Collection entries:
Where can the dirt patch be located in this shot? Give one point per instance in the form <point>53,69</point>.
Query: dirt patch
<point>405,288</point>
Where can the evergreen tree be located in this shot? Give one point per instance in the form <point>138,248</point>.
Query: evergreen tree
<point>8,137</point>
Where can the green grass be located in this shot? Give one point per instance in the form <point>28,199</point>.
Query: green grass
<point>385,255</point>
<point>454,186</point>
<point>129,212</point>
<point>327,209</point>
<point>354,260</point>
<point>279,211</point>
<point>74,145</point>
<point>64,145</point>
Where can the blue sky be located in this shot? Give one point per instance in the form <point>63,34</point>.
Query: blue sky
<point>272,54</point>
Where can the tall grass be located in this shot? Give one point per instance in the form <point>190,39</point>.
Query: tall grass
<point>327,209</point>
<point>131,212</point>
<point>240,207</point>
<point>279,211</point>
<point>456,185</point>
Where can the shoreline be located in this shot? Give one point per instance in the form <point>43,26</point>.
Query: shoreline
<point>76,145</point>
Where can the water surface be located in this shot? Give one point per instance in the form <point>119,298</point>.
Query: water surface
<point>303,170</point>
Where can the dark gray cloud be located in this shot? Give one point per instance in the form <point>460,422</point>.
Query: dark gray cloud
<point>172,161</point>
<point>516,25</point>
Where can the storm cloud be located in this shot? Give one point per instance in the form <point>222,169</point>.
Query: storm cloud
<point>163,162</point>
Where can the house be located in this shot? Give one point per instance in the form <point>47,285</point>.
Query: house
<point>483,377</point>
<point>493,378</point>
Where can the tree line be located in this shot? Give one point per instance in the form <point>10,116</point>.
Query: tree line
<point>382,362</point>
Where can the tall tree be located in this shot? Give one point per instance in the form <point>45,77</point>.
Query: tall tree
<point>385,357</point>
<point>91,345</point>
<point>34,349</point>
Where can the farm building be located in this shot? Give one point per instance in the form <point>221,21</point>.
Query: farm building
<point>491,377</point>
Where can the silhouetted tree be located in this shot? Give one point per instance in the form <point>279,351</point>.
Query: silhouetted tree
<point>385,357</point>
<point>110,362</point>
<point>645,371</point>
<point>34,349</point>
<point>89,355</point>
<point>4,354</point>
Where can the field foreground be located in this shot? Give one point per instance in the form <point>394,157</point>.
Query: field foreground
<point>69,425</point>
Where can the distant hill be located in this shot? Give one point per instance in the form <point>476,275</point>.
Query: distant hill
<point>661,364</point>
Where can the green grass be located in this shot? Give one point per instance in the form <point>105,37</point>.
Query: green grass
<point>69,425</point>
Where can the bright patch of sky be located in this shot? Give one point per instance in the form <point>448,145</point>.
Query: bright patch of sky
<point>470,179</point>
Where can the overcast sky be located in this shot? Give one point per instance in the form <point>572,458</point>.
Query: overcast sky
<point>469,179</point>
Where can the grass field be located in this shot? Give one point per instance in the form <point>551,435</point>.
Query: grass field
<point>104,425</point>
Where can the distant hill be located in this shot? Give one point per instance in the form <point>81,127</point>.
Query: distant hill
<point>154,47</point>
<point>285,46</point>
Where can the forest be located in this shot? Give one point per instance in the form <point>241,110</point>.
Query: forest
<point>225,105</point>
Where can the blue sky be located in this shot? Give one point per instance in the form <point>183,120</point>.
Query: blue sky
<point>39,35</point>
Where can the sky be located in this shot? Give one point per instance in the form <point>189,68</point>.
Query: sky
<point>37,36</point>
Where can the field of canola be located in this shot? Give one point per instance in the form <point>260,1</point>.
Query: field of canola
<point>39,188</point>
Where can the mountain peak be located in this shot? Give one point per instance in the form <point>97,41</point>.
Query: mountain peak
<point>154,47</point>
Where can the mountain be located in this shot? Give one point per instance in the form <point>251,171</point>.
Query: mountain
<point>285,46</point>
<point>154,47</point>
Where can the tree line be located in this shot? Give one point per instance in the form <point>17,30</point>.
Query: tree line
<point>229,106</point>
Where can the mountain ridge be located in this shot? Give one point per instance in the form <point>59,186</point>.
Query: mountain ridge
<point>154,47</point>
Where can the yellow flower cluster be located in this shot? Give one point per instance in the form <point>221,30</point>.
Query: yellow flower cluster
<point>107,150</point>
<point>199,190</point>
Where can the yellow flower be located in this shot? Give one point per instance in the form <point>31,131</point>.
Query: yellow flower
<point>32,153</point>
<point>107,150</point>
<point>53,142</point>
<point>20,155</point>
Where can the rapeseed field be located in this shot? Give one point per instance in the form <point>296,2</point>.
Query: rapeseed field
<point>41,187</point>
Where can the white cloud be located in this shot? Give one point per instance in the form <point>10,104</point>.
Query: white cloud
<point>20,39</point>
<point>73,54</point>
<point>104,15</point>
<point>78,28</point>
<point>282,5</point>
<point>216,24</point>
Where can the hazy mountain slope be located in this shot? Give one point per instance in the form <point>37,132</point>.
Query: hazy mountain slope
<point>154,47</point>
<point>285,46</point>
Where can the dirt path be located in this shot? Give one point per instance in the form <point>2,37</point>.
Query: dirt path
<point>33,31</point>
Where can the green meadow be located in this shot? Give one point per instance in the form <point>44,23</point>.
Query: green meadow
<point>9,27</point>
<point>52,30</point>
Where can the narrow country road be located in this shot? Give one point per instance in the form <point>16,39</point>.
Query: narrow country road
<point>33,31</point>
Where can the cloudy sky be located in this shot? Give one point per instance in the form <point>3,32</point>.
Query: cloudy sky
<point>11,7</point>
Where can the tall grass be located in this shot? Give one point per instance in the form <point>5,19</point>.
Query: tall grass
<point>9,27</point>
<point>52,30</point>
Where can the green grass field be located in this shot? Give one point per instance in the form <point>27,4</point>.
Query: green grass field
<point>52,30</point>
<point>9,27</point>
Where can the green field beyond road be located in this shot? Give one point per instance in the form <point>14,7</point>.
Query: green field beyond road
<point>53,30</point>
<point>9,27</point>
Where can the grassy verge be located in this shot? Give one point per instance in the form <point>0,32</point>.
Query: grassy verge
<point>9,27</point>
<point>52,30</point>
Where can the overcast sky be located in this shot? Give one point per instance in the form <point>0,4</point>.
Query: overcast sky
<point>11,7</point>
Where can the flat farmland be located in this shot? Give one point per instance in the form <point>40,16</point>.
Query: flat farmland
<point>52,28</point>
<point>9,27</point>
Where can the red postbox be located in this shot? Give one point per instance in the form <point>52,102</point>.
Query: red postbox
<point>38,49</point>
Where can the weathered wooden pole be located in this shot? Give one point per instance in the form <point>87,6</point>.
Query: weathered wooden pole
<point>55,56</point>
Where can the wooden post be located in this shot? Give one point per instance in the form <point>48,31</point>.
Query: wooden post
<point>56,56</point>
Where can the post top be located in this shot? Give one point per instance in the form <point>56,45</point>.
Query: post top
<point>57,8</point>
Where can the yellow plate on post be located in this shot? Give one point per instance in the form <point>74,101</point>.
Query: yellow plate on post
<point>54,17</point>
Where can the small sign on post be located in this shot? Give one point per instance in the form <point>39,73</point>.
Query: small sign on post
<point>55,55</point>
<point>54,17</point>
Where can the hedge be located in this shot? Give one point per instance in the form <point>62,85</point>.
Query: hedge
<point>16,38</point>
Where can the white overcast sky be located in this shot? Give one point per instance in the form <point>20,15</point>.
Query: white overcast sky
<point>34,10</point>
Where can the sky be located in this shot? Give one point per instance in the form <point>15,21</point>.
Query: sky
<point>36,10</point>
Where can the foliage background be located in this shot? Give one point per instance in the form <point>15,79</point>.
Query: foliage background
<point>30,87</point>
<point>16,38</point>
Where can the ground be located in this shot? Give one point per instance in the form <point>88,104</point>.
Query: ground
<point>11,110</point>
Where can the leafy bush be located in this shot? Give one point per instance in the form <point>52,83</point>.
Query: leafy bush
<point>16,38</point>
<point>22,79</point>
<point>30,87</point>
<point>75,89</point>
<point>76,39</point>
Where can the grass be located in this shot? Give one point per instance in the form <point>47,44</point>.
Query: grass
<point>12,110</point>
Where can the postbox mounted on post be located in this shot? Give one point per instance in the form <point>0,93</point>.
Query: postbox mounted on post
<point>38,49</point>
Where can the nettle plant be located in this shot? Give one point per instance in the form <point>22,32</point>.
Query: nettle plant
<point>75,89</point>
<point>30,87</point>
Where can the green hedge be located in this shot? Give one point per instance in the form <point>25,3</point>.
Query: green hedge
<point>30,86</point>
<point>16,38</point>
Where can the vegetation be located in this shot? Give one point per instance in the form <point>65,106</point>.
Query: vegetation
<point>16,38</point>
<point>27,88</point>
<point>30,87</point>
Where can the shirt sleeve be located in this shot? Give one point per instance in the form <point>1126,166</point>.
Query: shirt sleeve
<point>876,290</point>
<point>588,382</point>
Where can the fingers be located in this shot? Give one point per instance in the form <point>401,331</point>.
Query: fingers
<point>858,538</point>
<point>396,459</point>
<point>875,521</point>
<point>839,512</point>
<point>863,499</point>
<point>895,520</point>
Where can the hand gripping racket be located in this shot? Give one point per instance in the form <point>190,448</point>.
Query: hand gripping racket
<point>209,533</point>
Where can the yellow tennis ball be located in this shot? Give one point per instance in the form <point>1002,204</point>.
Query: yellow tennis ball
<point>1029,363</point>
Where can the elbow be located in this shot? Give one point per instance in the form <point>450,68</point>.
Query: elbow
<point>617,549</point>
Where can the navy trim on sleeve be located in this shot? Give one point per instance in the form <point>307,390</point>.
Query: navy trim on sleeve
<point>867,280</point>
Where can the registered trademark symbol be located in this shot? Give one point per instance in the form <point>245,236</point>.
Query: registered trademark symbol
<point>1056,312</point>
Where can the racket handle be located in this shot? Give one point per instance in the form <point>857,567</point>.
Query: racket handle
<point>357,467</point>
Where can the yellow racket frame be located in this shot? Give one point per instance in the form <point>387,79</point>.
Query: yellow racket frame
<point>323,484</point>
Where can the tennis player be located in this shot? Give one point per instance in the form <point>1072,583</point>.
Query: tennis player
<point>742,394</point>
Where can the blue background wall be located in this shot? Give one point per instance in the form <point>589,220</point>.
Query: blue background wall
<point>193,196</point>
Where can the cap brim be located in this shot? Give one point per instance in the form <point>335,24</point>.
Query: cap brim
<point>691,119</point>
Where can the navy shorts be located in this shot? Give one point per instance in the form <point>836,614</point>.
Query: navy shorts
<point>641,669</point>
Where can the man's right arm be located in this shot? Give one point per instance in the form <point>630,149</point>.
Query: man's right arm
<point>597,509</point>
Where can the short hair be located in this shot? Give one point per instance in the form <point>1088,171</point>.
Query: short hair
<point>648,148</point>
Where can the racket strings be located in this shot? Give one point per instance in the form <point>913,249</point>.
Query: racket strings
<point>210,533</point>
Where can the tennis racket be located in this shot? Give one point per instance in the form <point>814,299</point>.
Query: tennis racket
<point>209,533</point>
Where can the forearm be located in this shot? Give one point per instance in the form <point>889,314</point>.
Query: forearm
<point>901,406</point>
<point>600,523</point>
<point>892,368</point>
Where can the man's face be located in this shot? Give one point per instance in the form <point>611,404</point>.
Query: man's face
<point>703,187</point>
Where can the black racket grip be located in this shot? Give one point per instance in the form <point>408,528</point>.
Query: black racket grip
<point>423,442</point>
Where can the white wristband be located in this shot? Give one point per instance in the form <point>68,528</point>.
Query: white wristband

* [TO DO]:
Return everything from the line containing "Where can the foliage" down to the line containing "<point>11,110</point>", both included, copied exactly with no changes.

* [EXERCISE OUTPUT]:
Where can the foliage background be located in this shot? Give one point per instance in the form <point>15,79</point>.
Query: foliage background
<point>30,87</point>
<point>16,38</point>
Where can the ground be located in this shot? Give one point per instance in the form <point>88,104</point>.
Query: ground
<point>11,110</point>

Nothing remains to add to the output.